Supplied entries>
--

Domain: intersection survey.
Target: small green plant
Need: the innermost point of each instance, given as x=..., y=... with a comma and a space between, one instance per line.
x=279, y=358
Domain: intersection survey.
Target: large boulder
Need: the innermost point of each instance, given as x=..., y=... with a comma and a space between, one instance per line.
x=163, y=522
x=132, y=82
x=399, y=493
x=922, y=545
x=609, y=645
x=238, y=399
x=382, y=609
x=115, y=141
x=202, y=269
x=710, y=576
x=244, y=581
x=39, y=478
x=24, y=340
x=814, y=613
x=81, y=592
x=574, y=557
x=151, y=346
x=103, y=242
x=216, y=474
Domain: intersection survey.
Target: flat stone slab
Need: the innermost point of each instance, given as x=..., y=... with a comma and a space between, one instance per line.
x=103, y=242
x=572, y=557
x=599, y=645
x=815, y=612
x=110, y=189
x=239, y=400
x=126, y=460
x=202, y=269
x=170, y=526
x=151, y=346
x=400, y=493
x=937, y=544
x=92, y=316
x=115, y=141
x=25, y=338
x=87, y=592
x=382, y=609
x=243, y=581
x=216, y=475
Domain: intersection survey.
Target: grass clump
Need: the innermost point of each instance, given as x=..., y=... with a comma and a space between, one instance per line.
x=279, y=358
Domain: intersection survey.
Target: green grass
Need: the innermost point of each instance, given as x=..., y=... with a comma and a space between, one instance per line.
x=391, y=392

--

Exercise> Print the entries exactly. Include every one.

Output of the task>
Domain: intersection survey.
Target: small green plant
Need: the innermost point of each instance, given as x=..., y=... with a comma and a space between, one instance per line.
x=279, y=358
Domain: intersection survey.
Target: large boulder
Need: the innermost point of each instance, given as x=..., y=... with a comma and a space between, one instance per line.
x=163, y=522
x=132, y=82
x=399, y=493
x=922, y=545
x=609, y=645
x=238, y=399
x=382, y=609
x=115, y=141
x=202, y=269
x=710, y=576
x=244, y=581
x=39, y=478
x=24, y=340
x=814, y=613
x=81, y=592
x=574, y=557
x=151, y=346
x=103, y=242
x=216, y=474
Domain: intersection survey.
Target: flat stone slab
Need: the innermost point of each instance, given as x=..., y=... with a comma and a space between, one instance per line.
x=103, y=242
x=572, y=557
x=599, y=645
x=815, y=612
x=110, y=189
x=239, y=400
x=126, y=460
x=202, y=269
x=170, y=526
x=151, y=346
x=400, y=493
x=937, y=544
x=92, y=316
x=115, y=141
x=25, y=338
x=87, y=592
x=382, y=609
x=243, y=581
x=216, y=475
Domain: intersection survey.
Target: grass clump
Need: the innermost point of each instance, given as x=..., y=... with a comma and a space between, one instance per line.
x=279, y=358
Domain: intersection survey.
Target: green grass
Need: the innermost point of each instance, given as x=..., y=... with a comma and a space between, one instance per line.
x=391, y=392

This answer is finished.